- **WORK TASK**:
For this exercise, output the line holding "Expected output: a" and all subsequent lines of the entries below, unchanged, up to and including the last.
========================================
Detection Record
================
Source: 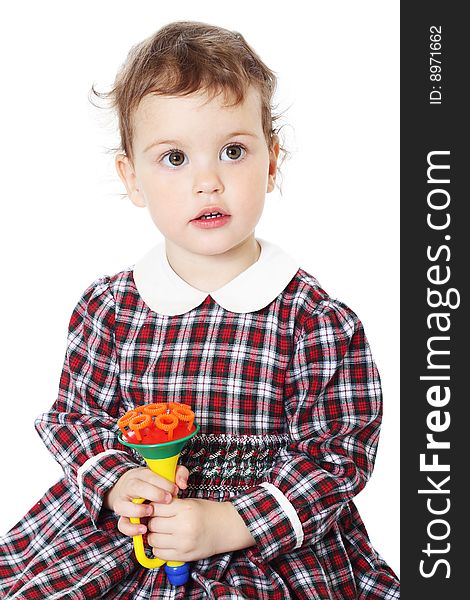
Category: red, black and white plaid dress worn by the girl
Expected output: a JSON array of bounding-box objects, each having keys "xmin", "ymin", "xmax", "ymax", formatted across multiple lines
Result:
[{"xmin": 0, "ymin": 240, "xmax": 399, "ymax": 600}]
========================================
- **SOLUTION TO THE PROBLEM**:
Expected output: a JSON array of bounding-box objects, each having keys "xmin", "ymin", "xmax", "ymax", formatted across multiple lines
Result:
[{"xmin": 0, "ymin": 240, "xmax": 399, "ymax": 600}]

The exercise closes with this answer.